Problem —
Rescale the records below by rewriting every line, requests included, with each coordinate in the answers multiplied by 0.25 and rounded to the nearest whole number, halves rounding up. Apply this to all the records and leave every other line unchanged.

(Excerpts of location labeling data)
+ + +

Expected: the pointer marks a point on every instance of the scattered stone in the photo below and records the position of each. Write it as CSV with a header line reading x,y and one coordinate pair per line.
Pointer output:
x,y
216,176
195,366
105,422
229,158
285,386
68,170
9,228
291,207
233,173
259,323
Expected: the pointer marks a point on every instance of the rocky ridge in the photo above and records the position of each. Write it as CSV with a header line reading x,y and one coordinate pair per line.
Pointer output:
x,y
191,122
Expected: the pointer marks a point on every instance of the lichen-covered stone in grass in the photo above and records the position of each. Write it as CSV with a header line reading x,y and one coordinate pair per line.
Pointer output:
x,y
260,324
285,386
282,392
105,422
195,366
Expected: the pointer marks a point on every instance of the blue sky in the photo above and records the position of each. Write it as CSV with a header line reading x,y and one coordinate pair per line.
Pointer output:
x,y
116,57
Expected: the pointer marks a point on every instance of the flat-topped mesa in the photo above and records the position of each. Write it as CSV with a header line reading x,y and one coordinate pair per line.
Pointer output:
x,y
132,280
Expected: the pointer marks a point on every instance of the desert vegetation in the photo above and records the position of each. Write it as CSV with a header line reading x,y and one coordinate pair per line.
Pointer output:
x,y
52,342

+ + +

The solution —
Expected: the pointer marks a point on every instance of the scattered stone in the photo below and records the position of each. Write it as CSV with a header line reading x,y and one coordinate pair per line.
Pointer output:
x,y
54,44
49,92
26,106
57,40
71,97
17,43
2,57
73,52
58,43
65,81
Expected: the pointer marks a point on every instance of the rocky ridge in the photo above and records the position of each. Write it as CSV with a header line reading x,y and one coordinate pair per line.
Pointer output:
x,y
48,31
Expected: the pointer marks a point on every instance of the lichen-covered stone in grass in the photo above and records the position of each. Write it as CSV with a header line reading x,y and one coordinate pair per line.
Pointer output:
x,y
65,81
71,97
71,98
26,106
49,92
Expected: the pointer marks a point on every instance of the blue sky in the photo above and records the position of each. Write it as CSV with a header line reading x,y and one coordinate pair per line.
Pointer output:
x,y
29,14
Expected: the pointer marks a point on every instance of the flat-topped mesa in the photo above and records the position of each. Write it as CSV with a header line reading x,y and one coordinate pair per line.
Pointer output:
x,y
33,70
Expected: the pointer marks a point on every instance of the desert vegetation in the photo above and records the position of each. Write it as CSV with a header line reading x,y and one coordinate pair per line.
Pointer output:
x,y
13,86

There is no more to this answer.